# Ccd?



## hotlanta_buckeye (Jul 12, 2012)

I had a very weak hive that I requeened and stuck in a nuc box 3 weeks ago. She was quickly accepted and was laying eggs within days. All seemed well until I went to check on them last night. They were all gone. Maybe twenty left & no queen. They abandoned their brood and I have no idea why they absconded.


----------



## JD's Bees (Nov 25, 2011)

Maybe short on feed?


----------



## hotlanta_buckeye (Jul 12, 2012)

I was not feeding but spring is already full swing in GA. They had some capped honey as well. I went to take a closer look this AM and noticed a handful of dead bees on the bottom board that were ripped in half. Would they swarm if they were invaded? By hornets, wasps, carpenter bees? IDK, just speculating.


----------



## Michael Bush (Aug 2, 2002)

I've seen bees starve with no feed, but I have never seen them abscond because of it. Yes they sometimes leave if they are harassed too much by pests.


----------



## JStinson (Mar 30, 2013)

hotlanta_buckeye said:


> I was not feeding but spring is already full swing in GA. They had some capped honey as well. I went to take a closer look this AM and noticed a handful of dead bees on the bottom board that were ripped in half. Would they swarm if they were invaded? By hornets, wasps, carpenter bees? IDK, just speculating.
> View attachment 10280


I have a hive that had a bunch of bees on the bottom screen ripped in half like that. No idea how or what or why. They didn't abscond, thankfully.


----------



## Michael Palmer (Dec 29, 2006)

JStinson said:


> I have a hive that had a bunch of bees on the bottom screen ripped in half like that. No idea how or what or why. They didn't abscond, thankfully.


Shrews dismember bee corpses like that, leaving shells.


----------

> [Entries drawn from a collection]
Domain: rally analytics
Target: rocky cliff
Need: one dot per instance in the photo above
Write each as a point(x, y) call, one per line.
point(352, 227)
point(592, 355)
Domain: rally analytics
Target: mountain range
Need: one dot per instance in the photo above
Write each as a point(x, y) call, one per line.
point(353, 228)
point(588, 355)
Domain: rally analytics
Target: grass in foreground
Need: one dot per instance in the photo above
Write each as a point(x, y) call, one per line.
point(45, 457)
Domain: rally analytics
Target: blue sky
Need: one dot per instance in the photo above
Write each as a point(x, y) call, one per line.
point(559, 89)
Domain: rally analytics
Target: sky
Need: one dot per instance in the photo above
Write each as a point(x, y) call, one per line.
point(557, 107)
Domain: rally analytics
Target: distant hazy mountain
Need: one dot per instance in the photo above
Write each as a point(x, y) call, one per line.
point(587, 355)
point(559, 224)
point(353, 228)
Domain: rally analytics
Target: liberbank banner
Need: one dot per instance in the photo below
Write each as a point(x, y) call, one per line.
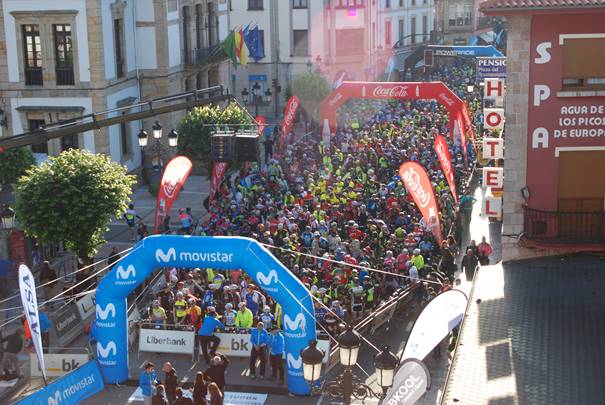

> [Task set]
a - From the beekeeping thread, reproduce word for word the stretch from "## Michael Bush" through "much by pests.".
b - Rewrite every line of the rows above as a Markdown table with the columns No. and Content, numbering the lines and skipping any blank ones. Leave the pictures out.

> [Expected results]
a -
## Michael Bush (Aug 2, 2002)

I've seen bees starve with no feed, but I have never seen them abscond because of it. Yes they sometimes leave if they are harassed too much by pests.

b -
| No. | Content |
|---|---|
| 1 | Domain: rally analytics |
| 2 | Target: rocky cliff |
| 3 | Need: one dot per instance in the photo above |
| 4 | Write each as a point(x, y) call, one per line. |
| 5 | point(352, 227) |
| 6 | point(592, 355) |
| 7 | Domain: rally analytics |
| 8 | Target: mountain range |
| 9 | Need: one dot per instance in the photo above |
| 10 | Write each as a point(x, y) call, one per line. |
| 11 | point(353, 228) |
| 12 | point(588, 355) |
| 13 | Domain: rally analytics |
| 14 | Target: grass in foreground |
| 15 | Need: one dot per instance in the photo above |
| 16 | Write each as a point(x, y) call, one per line. |
| 17 | point(45, 457) |
| 18 | Domain: rally analytics |
| 19 | Target: blue sky |
| 20 | Need: one dot per instance in the photo above |
| 21 | Write each as a point(x, y) call, one per line. |
| 22 | point(559, 89) |
| 23 | Domain: rally analytics |
| 24 | Target: sky |
| 25 | Need: one dot per instance in the photo above |
| 26 | Write each as a point(x, y) call, one per line. |
| 27 | point(557, 107) |
| 28 | Domain: rally analytics |
| 29 | Target: distant hazy mountain |
| 30 | Need: one dot per instance in the photo above |
| 31 | Write each as a point(x, y) call, one per line. |
| 32 | point(587, 355) |
| 33 | point(559, 224) |
| 34 | point(353, 228) |
| 35 | Domain: rally analytics |
| 36 | Target: liberbank banner |
| 37 | Need: one dot per instance in the photo below |
| 38 | Write each as a point(x, y) call, one per line. |